# Stated problem:
Your task is to print the material below exactly as presented.

# Data:
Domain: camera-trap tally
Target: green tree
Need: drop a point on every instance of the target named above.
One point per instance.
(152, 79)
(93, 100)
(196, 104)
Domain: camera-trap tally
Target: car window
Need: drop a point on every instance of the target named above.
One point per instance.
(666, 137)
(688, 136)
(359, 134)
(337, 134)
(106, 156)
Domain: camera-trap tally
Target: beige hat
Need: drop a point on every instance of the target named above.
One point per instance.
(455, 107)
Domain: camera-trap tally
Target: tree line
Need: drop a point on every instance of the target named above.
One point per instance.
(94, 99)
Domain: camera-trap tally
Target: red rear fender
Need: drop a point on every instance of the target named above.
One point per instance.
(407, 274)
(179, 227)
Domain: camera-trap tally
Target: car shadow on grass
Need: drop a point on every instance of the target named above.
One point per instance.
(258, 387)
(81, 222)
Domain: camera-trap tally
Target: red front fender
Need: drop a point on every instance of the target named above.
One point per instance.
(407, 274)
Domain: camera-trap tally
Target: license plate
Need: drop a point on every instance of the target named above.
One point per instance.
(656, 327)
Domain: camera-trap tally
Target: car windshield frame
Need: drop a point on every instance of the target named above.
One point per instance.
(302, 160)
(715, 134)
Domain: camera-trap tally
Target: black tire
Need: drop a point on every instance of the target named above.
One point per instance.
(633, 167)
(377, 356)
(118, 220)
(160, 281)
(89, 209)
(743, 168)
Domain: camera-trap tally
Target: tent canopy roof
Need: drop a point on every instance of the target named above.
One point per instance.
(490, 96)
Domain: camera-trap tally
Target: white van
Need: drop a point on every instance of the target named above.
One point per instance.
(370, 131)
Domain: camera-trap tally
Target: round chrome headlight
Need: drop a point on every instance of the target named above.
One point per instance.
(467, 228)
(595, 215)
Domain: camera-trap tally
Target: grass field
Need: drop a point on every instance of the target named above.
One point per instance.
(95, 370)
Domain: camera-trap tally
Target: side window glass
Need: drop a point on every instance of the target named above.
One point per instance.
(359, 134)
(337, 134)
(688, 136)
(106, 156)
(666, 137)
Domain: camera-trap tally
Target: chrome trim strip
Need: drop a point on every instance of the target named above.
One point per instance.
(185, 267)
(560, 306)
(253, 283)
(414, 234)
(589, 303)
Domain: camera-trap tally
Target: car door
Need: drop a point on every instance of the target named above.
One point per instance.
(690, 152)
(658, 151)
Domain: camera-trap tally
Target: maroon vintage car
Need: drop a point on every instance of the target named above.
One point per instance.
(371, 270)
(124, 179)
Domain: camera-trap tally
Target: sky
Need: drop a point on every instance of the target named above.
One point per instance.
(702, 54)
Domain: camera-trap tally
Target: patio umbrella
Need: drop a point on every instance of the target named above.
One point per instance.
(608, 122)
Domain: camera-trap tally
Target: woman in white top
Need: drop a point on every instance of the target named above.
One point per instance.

# Answer to the exercise:
Domain: camera-trap tally
Target: green tree
Need: drop a point on every instance of the target named above.
One point per instance.
(152, 79)
(93, 100)
(196, 104)
Domain: camera-trap tally
Target: car window
Need: drop a point on every instance of the target named above.
One point per instance.
(666, 137)
(688, 136)
(359, 134)
(337, 134)
(106, 156)
Domain: camera-trap tally
Target: beige hat
Need: drop a point on every instance of the target named above.
One point per instance.
(455, 107)
Domain: camera-trap tally
Target: tree line
Need: drop a point on every instance of the target named above.
One point per instance.
(94, 99)
Domain: camera-trap tally
Target: red rear fender
Need: drop a point on every instance of the target named above.
One point per instance.
(407, 274)
(179, 227)
Domain: camera-trap tally
Target: car shadow on grass
Need: drop a point on every instance of the target named above.
One point per instance.
(258, 387)
(81, 222)
Domain: camera-trap tally
Target: red front fender
Need: drop a point on every instance of the target named above.
One point per instance.
(407, 274)
Domain: camera-trap tally
Target: license plate
Need: drop a point on every instance of the target named above.
One point per instance.
(656, 327)
Domain: camera-trap tally
Target: car windshield frame
Need: drop a point on every instance of the target named above.
One point per instance.
(302, 160)
(715, 134)
Domain: camera-trap tally
Target: black tire
Need: drop a point on every instance of the target named above.
One point per instance.
(633, 167)
(377, 356)
(118, 220)
(160, 281)
(89, 209)
(743, 168)
Domain: camera-trap tally
Target: tent canopy roof
Need: drop a point on every instance of the target named above.
One point per instance.
(490, 96)
Domain: camera-trap tally
Target: white van
Need: drop a point on every instance of the target named above.
One point per instance.
(370, 131)
Domain: camera-trap tally
Target: round chrome headlight
Need: drop a point on every instance of the target named above.
One point per instance.
(467, 228)
(595, 215)
Domain: camera-trap tally
Target: grass field
Need: drop a point on every instance of the target named above.
One point per instance.
(95, 370)
Domain: camera-trap tally
Target: side window glass
Need: drop a point on every instance of the target named above.
One point per instance.
(359, 134)
(337, 134)
(688, 136)
(106, 156)
(666, 137)
Domain: camera-trap tally
Target: chrome trim strip
Need: drop a point on every instance of the target named above.
One point per instance.
(185, 267)
(560, 306)
(253, 283)
(414, 234)
(589, 303)
Domain: camera-trap tally
Target: car door
Need: drop a point on every instance of the target named above.
One point per instance.
(690, 152)
(658, 151)
Domain: camera-trap tally
Target: maroon vintage car
Need: drop a point on every instance of the target named above.
One point per instance.
(371, 270)
(124, 179)
Domain: camera-trap tally
Target: sky
Need: drop a point on every instance of the target named above.
One point per instance.
(702, 54)
Domain: camera-trap tally
Target: patio umbrella
Need: drop a point on every instance of the target named above.
One point per instance.
(608, 122)
Domain: camera-trap tally
Target: woman in white top
Need: drop a point on every instance of the target named above.
One point per instance.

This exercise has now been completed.